## Begin
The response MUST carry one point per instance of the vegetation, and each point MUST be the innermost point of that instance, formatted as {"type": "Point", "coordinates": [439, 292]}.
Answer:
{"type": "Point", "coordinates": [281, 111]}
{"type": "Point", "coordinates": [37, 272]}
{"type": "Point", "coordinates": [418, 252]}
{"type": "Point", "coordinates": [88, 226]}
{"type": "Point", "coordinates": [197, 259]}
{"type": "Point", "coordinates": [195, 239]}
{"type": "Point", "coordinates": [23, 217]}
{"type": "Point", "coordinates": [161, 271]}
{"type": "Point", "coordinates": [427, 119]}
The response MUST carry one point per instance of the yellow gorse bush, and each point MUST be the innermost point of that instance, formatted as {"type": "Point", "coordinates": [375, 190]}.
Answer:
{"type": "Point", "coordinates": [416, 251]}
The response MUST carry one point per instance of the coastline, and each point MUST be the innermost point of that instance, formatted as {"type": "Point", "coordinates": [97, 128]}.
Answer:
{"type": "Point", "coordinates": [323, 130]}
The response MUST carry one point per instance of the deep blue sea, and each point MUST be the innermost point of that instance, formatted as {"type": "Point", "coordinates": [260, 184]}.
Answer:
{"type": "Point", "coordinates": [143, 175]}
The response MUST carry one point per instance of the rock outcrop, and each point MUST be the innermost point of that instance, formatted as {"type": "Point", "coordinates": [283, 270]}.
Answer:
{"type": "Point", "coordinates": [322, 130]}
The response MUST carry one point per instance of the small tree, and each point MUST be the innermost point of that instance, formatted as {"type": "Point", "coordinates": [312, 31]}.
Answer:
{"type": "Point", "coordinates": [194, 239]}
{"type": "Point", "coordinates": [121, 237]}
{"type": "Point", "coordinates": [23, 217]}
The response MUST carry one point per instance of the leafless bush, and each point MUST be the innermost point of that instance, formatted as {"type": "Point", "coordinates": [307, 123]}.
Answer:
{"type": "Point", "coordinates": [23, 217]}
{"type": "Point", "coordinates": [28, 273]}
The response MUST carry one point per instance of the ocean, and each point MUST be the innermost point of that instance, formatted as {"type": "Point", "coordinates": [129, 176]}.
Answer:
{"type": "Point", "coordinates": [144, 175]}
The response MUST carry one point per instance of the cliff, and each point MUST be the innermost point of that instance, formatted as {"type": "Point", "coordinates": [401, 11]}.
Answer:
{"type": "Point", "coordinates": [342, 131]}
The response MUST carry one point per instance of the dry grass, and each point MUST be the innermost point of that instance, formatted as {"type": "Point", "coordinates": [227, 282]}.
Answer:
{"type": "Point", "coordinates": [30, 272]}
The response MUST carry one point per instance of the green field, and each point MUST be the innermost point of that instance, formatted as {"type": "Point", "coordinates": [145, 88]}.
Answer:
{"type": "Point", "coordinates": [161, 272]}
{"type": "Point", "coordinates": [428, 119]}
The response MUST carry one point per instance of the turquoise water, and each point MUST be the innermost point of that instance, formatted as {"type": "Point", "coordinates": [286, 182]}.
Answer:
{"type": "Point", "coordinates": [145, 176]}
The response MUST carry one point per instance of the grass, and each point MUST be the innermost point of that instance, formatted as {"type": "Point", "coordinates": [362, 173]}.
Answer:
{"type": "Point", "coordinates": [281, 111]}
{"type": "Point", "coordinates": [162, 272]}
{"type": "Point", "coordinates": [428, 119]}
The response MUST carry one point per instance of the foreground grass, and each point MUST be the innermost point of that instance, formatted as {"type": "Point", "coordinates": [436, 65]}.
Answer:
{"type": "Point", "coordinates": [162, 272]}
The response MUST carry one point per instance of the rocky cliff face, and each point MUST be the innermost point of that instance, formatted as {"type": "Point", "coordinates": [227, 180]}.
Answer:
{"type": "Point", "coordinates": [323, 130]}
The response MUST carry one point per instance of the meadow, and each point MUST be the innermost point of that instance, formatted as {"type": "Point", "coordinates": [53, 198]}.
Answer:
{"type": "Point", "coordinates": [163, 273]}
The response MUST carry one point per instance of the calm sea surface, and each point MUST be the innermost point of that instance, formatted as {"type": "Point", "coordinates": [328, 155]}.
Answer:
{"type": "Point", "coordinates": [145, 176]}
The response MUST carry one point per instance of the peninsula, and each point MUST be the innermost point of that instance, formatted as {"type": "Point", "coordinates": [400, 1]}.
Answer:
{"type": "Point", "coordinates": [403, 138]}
## End
▸ **Description of the task**: Quote the entire listing above exactly.

▸ **Answer in full**:
The response MUST carry one point per instance of the vegetation, and each point MUST be the innermost point of that instance, formatted as {"type": "Point", "coordinates": [439, 292]}.
Answer:
{"type": "Point", "coordinates": [281, 111]}
{"type": "Point", "coordinates": [37, 272]}
{"type": "Point", "coordinates": [418, 252]}
{"type": "Point", "coordinates": [88, 226]}
{"type": "Point", "coordinates": [197, 259]}
{"type": "Point", "coordinates": [195, 239]}
{"type": "Point", "coordinates": [23, 217]}
{"type": "Point", "coordinates": [161, 271]}
{"type": "Point", "coordinates": [427, 119]}
The response MUST carry one point per instance of the yellow gorse bush, and each point MUST be the innermost point of that instance, formatted as {"type": "Point", "coordinates": [375, 190]}.
Answer:
{"type": "Point", "coordinates": [416, 251]}
The response MUST carry one point per instance of the coastline, and each point MUST be the innermost point of that instance, formatted as {"type": "Point", "coordinates": [97, 128]}.
Answer:
{"type": "Point", "coordinates": [323, 130]}
The response MUST carry one point per instance of the deep blue sea, and each point MUST be the innermost point of that instance, formatted as {"type": "Point", "coordinates": [260, 184]}.
Answer:
{"type": "Point", "coordinates": [143, 175]}
The response MUST carry one point per instance of the rock outcrop, and each point MUST be the innermost point of that instance, formatted as {"type": "Point", "coordinates": [283, 270]}.
Answer:
{"type": "Point", "coordinates": [322, 130]}
The response MUST carry one point per instance of the small tree, and each point MUST be the innermost point of that instance, formatted as {"type": "Point", "coordinates": [312, 31]}.
Answer:
{"type": "Point", "coordinates": [194, 239]}
{"type": "Point", "coordinates": [121, 237]}
{"type": "Point", "coordinates": [23, 217]}
The response MUST carry one point per instance of the leafless bush, and each point MUST be the innermost point of that instance, formatted as {"type": "Point", "coordinates": [307, 123]}.
Answer:
{"type": "Point", "coordinates": [23, 217]}
{"type": "Point", "coordinates": [28, 273]}
The response MUST carry one point per instance of the ocean, and each point MUST be the innermost point of that instance, formatted as {"type": "Point", "coordinates": [129, 176]}.
Answer:
{"type": "Point", "coordinates": [144, 175]}
The response MUST carry one point per instance of the cliff, and each point MUST be the innermost point of that instance, formatted as {"type": "Point", "coordinates": [401, 11]}.
Answer:
{"type": "Point", "coordinates": [342, 131]}
The response MUST carry one point per instance of the dry grass, and each point MUST be the innermost point of that instance, formatted as {"type": "Point", "coordinates": [227, 282]}.
Answer:
{"type": "Point", "coordinates": [30, 272]}
The response MUST carry one point per instance of the green field, and each point MUST be the innermost point of that instance, formatted as {"type": "Point", "coordinates": [145, 88]}.
Answer:
{"type": "Point", "coordinates": [161, 272]}
{"type": "Point", "coordinates": [428, 119]}
The response MUST carry one point per instance of the turquoise water, and each point MUST be the innermost point of that instance, formatted as {"type": "Point", "coordinates": [286, 182]}.
Answer:
{"type": "Point", "coordinates": [145, 176]}
The response MUST carry one point per instance of the grass, and each point MUST be the innermost point of that instance, formatted as {"type": "Point", "coordinates": [362, 173]}.
Answer:
{"type": "Point", "coordinates": [281, 111]}
{"type": "Point", "coordinates": [162, 272]}
{"type": "Point", "coordinates": [428, 119]}
The response MUST carry one point per instance of the foreground grass, and each point MUST be the innermost point of that instance, formatted as {"type": "Point", "coordinates": [436, 65]}.
Answer:
{"type": "Point", "coordinates": [162, 272]}
The response MUST carry one point per instance of the rocky cliff face, and each point MUST be the innermost point of that instance, formatted as {"type": "Point", "coordinates": [227, 180]}.
Answer:
{"type": "Point", "coordinates": [323, 130]}
The response MUST carry one point per instance of the meadow, and each point MUST be the innermost point of that instance, formatted as {"type": "Point", "coordinates": [53, 198]}.
Answer:
{"type": "Point", "coordinates": [163, 273]}
The response MUST carry one point per instance of the calm sea surface, and each point MUST be the innermost point of that instance, formatted as {"type": "Point", "coordinates": [328, 155]}.
Answer:
{"type": "Point", "coordinates": [145, 176]}
The response MUST carry one point per instance of the peninsula, and each point MUST be the innermost point of that instance, formatted as {"type": "Point", "coordinates": [400, 1]}.
Answer:
{"type": "Point", "coordinates": [403, 138]}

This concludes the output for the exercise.